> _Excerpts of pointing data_

= = =

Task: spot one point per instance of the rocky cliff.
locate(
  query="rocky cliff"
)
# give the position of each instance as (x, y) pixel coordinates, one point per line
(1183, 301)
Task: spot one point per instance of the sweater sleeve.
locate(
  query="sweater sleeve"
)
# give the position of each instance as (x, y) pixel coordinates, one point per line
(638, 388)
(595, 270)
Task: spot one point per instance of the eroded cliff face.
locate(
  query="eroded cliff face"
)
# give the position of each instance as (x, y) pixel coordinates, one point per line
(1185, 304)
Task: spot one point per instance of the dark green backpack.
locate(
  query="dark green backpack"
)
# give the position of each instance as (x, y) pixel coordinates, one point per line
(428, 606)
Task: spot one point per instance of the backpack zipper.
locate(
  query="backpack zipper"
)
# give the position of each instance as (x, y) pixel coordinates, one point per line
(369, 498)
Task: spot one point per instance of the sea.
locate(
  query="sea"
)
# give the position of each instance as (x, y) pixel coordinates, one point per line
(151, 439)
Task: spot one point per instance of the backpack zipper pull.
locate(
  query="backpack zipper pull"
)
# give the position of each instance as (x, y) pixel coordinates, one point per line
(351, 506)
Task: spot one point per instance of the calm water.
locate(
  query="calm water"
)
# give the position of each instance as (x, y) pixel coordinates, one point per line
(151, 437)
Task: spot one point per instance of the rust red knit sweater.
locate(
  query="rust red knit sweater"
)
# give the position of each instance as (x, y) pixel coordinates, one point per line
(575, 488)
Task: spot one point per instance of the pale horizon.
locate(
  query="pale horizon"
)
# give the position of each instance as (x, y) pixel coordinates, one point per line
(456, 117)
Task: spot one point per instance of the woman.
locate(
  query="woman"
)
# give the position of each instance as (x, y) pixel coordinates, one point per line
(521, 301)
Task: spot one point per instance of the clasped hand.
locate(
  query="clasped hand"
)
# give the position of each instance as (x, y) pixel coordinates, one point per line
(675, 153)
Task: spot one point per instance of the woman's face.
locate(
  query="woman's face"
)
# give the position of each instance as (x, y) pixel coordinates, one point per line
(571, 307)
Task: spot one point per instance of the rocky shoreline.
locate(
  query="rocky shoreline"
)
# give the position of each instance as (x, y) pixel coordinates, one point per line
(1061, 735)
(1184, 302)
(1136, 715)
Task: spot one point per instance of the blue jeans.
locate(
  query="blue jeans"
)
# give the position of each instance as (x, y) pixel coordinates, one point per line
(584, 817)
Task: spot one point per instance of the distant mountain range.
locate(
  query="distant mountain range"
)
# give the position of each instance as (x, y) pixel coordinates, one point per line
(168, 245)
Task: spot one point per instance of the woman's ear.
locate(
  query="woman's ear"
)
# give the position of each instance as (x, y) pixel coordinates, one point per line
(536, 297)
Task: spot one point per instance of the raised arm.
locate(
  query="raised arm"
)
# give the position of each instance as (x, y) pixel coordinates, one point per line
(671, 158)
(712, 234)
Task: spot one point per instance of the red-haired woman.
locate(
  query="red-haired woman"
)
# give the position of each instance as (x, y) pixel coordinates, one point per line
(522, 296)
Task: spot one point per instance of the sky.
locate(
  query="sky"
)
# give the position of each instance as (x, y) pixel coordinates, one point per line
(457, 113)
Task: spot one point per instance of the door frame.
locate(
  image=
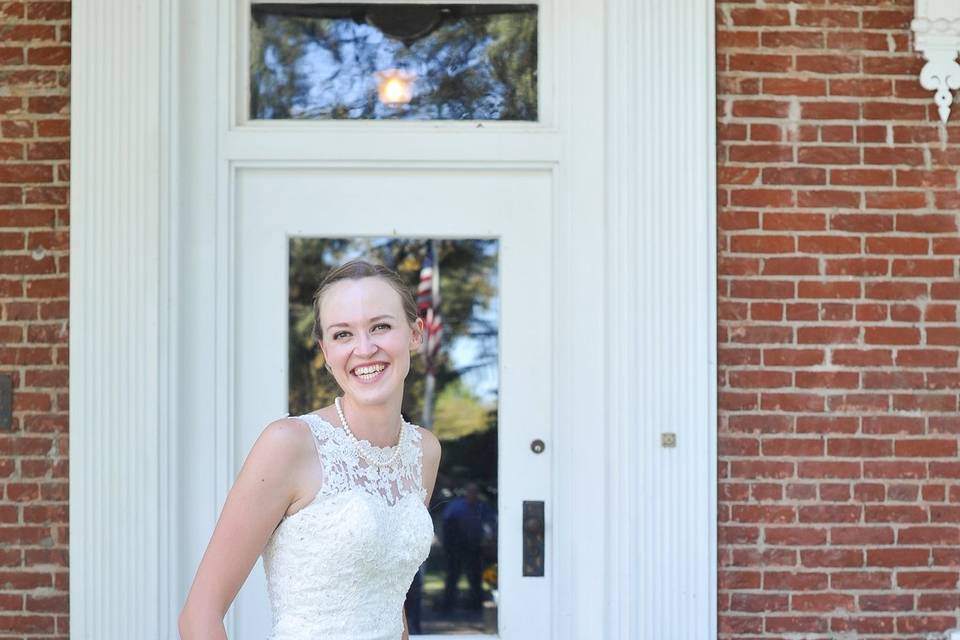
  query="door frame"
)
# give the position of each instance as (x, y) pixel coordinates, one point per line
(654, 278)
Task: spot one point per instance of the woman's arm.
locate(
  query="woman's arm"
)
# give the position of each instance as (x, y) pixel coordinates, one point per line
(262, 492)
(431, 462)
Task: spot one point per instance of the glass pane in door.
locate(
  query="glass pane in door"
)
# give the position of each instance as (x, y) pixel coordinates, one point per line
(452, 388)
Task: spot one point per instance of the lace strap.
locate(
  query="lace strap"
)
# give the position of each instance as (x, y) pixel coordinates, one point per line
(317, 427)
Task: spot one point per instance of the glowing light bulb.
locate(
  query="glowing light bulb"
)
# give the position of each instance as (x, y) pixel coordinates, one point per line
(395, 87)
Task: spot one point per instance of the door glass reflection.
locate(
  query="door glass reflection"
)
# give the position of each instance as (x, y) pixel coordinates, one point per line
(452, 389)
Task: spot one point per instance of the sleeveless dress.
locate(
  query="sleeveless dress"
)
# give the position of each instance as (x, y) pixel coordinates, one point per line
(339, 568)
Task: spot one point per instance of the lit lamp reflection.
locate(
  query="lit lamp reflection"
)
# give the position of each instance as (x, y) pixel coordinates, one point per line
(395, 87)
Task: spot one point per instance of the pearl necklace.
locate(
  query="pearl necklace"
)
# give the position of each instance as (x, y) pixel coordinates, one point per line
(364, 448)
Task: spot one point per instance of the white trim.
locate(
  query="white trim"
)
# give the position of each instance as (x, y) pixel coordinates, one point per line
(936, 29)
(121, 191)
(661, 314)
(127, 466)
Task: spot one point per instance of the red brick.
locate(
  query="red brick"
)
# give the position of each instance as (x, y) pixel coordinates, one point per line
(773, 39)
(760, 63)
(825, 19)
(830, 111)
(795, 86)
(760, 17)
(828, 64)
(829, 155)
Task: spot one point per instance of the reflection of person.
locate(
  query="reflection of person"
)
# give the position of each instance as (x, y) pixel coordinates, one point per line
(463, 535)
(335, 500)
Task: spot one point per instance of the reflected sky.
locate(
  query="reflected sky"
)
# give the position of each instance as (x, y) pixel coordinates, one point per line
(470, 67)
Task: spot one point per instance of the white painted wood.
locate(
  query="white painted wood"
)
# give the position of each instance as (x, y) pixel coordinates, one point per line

= = =

> _Instruction_
Please write out all of the material above without changing a word, and omit any pictures.

> _Exercise solution_
Task: spot one point per instance of the rocky cliff.
locate(
  query="rocky cliff"
)
# give the position of each instance as (x, y) pixel coordinates, one point per line
(1183, 301)
Task: spot one point per instance of the sweater sleeve.
locate(
  query="sweater sleeve"
)
# give the position of each instance as (x, y) pixel coordinates, one point per line
(638, 388)
(595, 270)
Task: spot one point per instance of the eroded cliff face.
locate(
  query="eroded cliff face"
)
# give the position of each instance as (x, y) pixel coordinates, one point per line
(1185, 304)
Task: spot one point per instance of the dark green backpack.
locate(
  query="dark green backpack"
)
# give the position of each instance as (x, y) pixel coordinates, one point per line
(428, 606)
Task: spot one point per instance of the backpack zipper.
locate(
  query="backpack zipper"
)
# give the position of each instance as (x, y) pixel coordinates, one point per line
(369, 498)
Task: spot one point per instance of the sea.
locate(
  query="sea"
)
# give the position of each instance as (x, y) pixel coordinates, one point per line
(151, 439)
Task: spot one point per instance of the backpack zipper pull.
locate(
  query="backpack zipper pull"
)
# give the position of each instance as (x, y) pixel coordinates, one point per line
(351, 506)
Task: spot one point per instance of the calm water.
locate(
  query="calm water"
)
# give the position of each instance as (x, y) pixel coordinates, one point per line
(151, 437)
Task: spot one point per instance of the rust red knit sweater.
locate(
  query="rust red knit sweater"
)
# give the position of each instance as (x, y) pixel coordinates, one point per line
(575, 488)
Task: spot one point per instance of the pale horizon.
locate(
  query="pale horizon"
)
# give the position of each instance as (x, y) pixel coordinates, one point per line
(456, 117)
Task: spot one point per instance of the woman.
locate(
  query="woman"
)
# give the position of each instance as (x, y) pixel coordinates, one point per line
(521, 301)
Task: spot one point per instance of the clasped hand.
locate(
  query="clasped hand"
)
# give the position of each instance as (x, y) pixel coordinates, one point per line
(675, 153)
Task: spot one point per instance of the woman's face.
locate(
  query="woman's face"
)
# give the position of each instance as (x, y) pixel coordinates, one point per line
(571, 307)
Task: spot one point per instance of the rocky shoreline.
locate(
  query="rocky shoreline"
)
# give the position of each instance as (x, y) pixel coordinates, one point per line
(1061, 735)
(1184, 302)
(1136, 715)
Task: spot one point per instance of the blue jeans.
locate(
  query="blue jeans"
)
# give the position of each instance as (x, y) pixel coordinates, one point per line
(584, 817)
Task: spot one point per instance of the distant mountain range.
locate(
  query="distant mountain range"
)
# give the position of each instance as (x, y) pixel coordinates, one point per line
(168, 245)
Task: spot one point per instance of the woman's ear.
locate(
  query="woman's ear"
)
# give the position of each instance as (x, y) pixel coordinates, one point per line
(536, 297)
Task: spot one point per instance of the raised arm.
locate(
  query="raised arm"
)
# give the position of each instance as (x, y) pixel coordinates, one point per line
(671, 158)
(712, 234)
Task: spot one point per instance of the red-haired woman.
locate(
  query="red-haired woman"
)
# give the position of each instance as (x, y) pixel coordinates, one point per line
(522, 296)
Task: spot one point per instance of the sky.
locate(
  query="sky"
)
# give the position of each instance as (x, y) pixel coordinates, one point per line
(457, 113)
Task: spot one point per instance of the door frame.
locate(
  image=
  query="door frame"
)
# give the position of each instance as (x, y) pixel coordinates, one point per line
(654, 278)
Task: spot one point per instance of the woman's arm.
locate(
  query="woman's arm"
)
# give the position of each instance as (x, y) pixel coordinates, one point per line
(262, 492)
(431, 462)
Task: spot one point per instance of the glass pane in door.
locate(
  query="glass pane in door"
)
# give the position of each instance as (x, y) pixel coordinates, one point per line
(452, 388)
Task: spot one point per instance of the lace strap.
locate(
  query="lace strap"
)
# give the position of each instance as (x, y) pixel coordinates, one point per line
(317, 427)
Task: spot one point per instance of the glowing light bulb.
locate(
  query="glowing light bulb"
)
# give the position of each instance as (x, y) pixel coordinates, one point per line
(395, 87)
Task: spot one point per instance of the door glass reflection.
locate(
  query="door glass reflection"
)
# give the position of each instance as (x, y) pixel coordinates, one point per line
(452, 389)
Task: spot one point per instance of the sleeveless dress.
locate(
  query="sleeveless dress"
)
# give the position of each instance as (x, y) pixel coordinates, one point per line
(339, 568)
Task: spot one point per instance of the lit lamp reflection.
locate(
  query="lit lamp reflection"
)
# give the position of each instance as (x, y) pixel coordinates, one point per line
(395, 87)
Task: spot one point per instance of the pearl necklace.
locate(
  query="pearl necklace"
)
# give the position of each instance as (x, y) pixel coordinates, one point per line
(364, 448)
Task: spot one point per instance of the white trim.
locate(
  query="white trim"
)
# give the position of each instance as (x, y) pixel coordinates, one point per line
(936, 29)
(121, 191)
(661, 314)
(127, 466)
Task: spot one point per instance of the red brick.
locate(
  query="red brick"
)
# give the position of each instance as (x, y) pixel coordinates, one point per line
(773, 39)
(760, 63)
(825, 19)
(830, 111)
(795, 86)
(760, 17)
(828, 64)
(829, 155)
Task: spot one point per instance of the reflection of person.
locate(
  query="reflection of person"
)
# give the position of each instance as (x, y) pixel coordinates, one point per line
(463, 535)
(335, 500)
Task: spot one point per instance of the reflected sky.
locate(
  query="reflected sky"
)
# give the position of each instance as (x, y) pixel coordinates, one point per line
(470, 67)
Task: spot one point per instance of the white painted wood.
locate(
  query="white painted wood"
)
# give the position of each instance as (x, y) pixel coordinates, one point per line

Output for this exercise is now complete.